_What the exercise asks:_ Exactly the lines from the one containing "Could you spot the hanging clothes" through the end of the data below are to be reproduced, and nothing besides them.

Excerpts of location labeling data:

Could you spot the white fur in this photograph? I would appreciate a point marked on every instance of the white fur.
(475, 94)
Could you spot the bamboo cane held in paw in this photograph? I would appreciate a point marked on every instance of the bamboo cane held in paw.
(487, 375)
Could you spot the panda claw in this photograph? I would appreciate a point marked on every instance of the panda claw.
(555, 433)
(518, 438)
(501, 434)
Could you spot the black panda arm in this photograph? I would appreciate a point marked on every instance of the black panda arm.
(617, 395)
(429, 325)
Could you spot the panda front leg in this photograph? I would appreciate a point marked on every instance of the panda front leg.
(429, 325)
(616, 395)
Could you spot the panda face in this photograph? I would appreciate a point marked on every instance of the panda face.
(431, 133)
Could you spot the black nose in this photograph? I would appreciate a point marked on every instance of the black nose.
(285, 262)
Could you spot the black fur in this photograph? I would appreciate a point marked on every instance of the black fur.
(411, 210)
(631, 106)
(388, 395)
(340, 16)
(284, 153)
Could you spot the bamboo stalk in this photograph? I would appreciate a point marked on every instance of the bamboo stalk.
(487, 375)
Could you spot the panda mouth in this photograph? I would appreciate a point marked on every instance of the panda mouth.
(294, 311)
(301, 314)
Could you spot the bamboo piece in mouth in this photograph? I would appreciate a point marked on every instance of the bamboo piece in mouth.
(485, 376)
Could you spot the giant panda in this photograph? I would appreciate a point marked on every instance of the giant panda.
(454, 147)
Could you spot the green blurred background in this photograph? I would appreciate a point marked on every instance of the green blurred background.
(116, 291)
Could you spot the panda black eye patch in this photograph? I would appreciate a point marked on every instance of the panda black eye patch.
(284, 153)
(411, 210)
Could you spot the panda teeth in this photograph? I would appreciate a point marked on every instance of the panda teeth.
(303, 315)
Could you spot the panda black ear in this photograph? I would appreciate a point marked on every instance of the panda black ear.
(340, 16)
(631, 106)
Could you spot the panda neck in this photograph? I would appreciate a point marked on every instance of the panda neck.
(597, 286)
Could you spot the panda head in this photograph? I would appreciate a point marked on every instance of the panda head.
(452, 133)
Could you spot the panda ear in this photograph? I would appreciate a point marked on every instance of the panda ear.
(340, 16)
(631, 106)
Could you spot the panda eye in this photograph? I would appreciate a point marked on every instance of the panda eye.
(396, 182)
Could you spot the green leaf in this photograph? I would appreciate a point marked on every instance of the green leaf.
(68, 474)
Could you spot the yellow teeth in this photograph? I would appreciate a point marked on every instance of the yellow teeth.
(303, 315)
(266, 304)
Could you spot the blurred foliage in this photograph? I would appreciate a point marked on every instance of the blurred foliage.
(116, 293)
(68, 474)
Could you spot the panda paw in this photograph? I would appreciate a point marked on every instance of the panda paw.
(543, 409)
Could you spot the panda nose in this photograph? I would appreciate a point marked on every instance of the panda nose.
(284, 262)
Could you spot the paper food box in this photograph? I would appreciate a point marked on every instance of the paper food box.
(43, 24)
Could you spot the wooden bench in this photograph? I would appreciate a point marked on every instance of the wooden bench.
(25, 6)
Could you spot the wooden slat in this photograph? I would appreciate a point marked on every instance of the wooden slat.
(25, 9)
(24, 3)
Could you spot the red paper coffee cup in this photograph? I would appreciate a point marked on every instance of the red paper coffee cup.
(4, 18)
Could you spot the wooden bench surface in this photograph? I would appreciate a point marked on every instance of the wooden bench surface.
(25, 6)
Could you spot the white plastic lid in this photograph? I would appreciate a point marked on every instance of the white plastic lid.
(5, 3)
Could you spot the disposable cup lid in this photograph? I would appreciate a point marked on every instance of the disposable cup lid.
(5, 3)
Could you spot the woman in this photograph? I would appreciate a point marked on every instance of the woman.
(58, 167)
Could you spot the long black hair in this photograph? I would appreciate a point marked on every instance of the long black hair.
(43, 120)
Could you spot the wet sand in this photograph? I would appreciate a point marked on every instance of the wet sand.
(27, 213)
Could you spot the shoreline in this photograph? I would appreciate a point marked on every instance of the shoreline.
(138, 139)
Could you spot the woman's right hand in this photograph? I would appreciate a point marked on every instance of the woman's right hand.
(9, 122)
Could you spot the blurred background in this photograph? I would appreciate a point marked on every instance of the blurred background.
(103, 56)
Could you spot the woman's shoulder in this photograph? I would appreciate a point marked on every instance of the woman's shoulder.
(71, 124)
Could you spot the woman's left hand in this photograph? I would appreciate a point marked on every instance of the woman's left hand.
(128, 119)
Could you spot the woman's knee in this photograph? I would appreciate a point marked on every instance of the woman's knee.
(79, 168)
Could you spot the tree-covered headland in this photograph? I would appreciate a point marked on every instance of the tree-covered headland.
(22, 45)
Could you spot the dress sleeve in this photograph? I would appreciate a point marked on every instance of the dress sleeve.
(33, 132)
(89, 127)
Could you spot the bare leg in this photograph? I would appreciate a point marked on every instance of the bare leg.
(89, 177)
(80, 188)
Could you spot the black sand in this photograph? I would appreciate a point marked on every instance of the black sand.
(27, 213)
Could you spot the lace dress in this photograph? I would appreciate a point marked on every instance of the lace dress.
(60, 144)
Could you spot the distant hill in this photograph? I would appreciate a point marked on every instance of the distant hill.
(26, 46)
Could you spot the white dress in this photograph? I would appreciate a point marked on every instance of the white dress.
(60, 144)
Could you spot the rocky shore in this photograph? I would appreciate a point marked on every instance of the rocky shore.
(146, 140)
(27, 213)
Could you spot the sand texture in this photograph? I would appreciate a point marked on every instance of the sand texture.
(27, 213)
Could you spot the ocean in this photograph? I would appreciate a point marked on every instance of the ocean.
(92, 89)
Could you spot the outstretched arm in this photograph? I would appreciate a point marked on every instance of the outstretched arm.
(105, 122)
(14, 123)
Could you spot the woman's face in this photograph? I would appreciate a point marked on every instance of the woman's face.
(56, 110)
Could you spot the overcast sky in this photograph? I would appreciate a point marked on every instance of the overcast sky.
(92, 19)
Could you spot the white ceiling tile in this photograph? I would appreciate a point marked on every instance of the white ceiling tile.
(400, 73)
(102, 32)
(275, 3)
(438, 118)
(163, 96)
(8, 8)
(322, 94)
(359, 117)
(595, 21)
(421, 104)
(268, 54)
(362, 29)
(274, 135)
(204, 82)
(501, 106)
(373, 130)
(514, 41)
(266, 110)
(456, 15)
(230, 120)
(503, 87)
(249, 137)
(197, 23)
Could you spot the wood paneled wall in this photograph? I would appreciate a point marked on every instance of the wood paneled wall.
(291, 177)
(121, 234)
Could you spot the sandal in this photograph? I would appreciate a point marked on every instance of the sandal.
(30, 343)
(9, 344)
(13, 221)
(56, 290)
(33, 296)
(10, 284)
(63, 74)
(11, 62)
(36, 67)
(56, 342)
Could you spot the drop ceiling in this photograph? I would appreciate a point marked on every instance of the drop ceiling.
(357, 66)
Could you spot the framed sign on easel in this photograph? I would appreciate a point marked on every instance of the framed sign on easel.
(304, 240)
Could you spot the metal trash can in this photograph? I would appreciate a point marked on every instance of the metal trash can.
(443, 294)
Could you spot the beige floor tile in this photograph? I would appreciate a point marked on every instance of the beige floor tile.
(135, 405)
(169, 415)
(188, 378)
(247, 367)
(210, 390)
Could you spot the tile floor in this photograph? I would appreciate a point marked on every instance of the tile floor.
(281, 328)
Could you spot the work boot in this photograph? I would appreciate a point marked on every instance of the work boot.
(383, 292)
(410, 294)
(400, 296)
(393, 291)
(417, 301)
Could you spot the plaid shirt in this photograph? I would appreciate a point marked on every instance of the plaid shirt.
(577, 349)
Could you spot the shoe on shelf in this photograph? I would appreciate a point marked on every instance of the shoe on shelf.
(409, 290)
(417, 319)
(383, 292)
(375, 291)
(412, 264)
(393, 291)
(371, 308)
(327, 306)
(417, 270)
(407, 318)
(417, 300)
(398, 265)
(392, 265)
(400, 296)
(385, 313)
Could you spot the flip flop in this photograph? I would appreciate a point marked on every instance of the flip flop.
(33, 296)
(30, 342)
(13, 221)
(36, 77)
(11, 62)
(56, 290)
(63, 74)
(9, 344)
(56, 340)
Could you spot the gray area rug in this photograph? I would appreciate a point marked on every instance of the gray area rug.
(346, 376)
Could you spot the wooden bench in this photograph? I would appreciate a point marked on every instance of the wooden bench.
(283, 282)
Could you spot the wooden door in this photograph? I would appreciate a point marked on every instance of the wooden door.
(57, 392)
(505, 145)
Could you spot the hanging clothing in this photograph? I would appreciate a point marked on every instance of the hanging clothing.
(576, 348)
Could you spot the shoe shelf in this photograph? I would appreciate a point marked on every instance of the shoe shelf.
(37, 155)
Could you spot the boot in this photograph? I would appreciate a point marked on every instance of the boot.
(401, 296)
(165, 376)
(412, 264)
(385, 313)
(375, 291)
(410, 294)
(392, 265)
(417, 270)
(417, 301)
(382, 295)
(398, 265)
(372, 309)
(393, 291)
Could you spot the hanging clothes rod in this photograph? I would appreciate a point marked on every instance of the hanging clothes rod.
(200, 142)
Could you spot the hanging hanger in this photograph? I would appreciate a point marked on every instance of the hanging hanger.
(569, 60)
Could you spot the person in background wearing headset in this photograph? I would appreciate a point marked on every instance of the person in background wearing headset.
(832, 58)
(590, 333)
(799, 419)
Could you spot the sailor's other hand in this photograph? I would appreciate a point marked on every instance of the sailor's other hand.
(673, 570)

_Answer to the exercise:_
Could you spot the hanging clothes rod in this photograph? I would appreciate a point marked on every instance of the hanging clothes rod.
(200, 142)
Could you spot the hanging hanger in this photograph? I would appreciate a point marked on every instance of the hanging hanger.
(569, 60)
Could you spot the person in background wearing headset in this photograph? I would appreciate a point marked on every instance of the person in background wearing headset.
(832, 58)
(590, 333)
(799, 419)
Could you spot the sailor's other hand in this photograph? I would appreciate a point marked on every instance of the sailor's other hand.
(673, 570)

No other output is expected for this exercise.